Exercise directions >> Would you copy the line that includes "In this photo, each instance of the metal handrail" and every line that follows it, down to the last line of the listing below, exactly as they stand?
___ Data supplied ___
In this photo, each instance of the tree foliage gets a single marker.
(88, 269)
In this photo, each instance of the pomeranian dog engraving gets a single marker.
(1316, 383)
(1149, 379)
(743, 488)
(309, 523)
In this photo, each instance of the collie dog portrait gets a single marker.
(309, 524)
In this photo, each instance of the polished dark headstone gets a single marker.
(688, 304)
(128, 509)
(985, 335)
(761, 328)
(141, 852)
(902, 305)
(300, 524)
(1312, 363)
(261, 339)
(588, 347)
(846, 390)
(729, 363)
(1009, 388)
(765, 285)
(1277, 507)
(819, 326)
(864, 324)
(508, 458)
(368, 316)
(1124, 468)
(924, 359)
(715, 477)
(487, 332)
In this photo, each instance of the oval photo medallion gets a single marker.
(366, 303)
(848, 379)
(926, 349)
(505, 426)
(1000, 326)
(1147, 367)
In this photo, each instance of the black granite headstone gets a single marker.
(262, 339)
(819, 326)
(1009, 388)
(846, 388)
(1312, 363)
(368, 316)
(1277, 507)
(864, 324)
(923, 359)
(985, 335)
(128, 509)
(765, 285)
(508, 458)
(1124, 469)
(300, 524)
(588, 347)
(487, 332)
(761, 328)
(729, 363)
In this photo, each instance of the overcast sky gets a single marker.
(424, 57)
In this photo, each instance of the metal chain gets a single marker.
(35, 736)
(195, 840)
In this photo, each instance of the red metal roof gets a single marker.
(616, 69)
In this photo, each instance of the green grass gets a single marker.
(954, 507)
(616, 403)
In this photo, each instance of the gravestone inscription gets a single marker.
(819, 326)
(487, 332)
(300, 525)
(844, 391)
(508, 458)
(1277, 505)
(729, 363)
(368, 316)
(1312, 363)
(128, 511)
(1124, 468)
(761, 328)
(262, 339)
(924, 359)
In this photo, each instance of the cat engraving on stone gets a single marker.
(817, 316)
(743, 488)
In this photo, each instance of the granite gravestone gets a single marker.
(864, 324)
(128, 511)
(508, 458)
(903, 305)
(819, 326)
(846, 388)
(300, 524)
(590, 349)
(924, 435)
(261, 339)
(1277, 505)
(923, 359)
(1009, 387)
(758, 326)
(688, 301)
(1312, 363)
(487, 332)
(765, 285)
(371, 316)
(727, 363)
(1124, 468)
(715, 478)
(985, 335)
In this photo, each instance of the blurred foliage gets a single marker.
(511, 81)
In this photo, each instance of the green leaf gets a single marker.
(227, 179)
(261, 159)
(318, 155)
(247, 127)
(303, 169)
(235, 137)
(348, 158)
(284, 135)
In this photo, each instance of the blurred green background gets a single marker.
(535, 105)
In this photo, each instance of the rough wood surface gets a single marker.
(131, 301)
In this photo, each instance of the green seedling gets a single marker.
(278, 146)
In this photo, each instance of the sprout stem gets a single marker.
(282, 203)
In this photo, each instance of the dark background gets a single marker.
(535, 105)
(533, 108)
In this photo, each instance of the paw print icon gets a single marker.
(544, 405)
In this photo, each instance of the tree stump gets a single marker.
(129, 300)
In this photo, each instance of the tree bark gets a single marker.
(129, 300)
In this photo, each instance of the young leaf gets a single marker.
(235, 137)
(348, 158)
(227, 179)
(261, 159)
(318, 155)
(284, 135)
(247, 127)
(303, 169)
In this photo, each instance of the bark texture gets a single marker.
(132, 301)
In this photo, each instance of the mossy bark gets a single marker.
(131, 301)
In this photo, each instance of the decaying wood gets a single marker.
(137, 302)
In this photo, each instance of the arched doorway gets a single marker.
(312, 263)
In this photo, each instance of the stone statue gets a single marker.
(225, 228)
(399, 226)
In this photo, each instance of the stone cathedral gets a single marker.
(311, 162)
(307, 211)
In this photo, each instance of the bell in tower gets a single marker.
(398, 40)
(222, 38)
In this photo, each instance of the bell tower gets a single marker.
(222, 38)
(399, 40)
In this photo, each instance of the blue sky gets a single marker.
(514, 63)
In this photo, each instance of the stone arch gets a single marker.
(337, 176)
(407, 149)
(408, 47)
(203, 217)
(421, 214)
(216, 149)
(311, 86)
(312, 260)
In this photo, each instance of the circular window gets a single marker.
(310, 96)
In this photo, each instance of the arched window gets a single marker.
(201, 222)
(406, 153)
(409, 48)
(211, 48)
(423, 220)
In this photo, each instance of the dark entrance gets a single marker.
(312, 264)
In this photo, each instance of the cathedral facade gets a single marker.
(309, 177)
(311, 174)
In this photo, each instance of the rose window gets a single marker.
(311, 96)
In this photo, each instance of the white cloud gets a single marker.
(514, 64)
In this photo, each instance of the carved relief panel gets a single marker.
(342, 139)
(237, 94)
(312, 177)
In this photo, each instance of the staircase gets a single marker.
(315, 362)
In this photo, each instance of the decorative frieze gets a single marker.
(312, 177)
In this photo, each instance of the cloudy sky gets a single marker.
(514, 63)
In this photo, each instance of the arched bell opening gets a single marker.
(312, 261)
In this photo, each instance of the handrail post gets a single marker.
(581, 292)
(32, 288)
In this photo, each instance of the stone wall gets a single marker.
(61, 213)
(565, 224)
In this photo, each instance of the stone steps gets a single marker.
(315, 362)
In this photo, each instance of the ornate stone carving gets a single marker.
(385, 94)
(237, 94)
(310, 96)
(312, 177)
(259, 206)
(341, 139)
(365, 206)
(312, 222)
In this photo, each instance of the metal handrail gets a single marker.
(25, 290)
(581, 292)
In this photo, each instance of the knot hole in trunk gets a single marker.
___
Solution to the problem >>
In this photo, each instance of the metal handrail gets a single marker.
(25, 290)
(581, 292)
In this photo, each instance of the knot hole in trunk gets a single marker.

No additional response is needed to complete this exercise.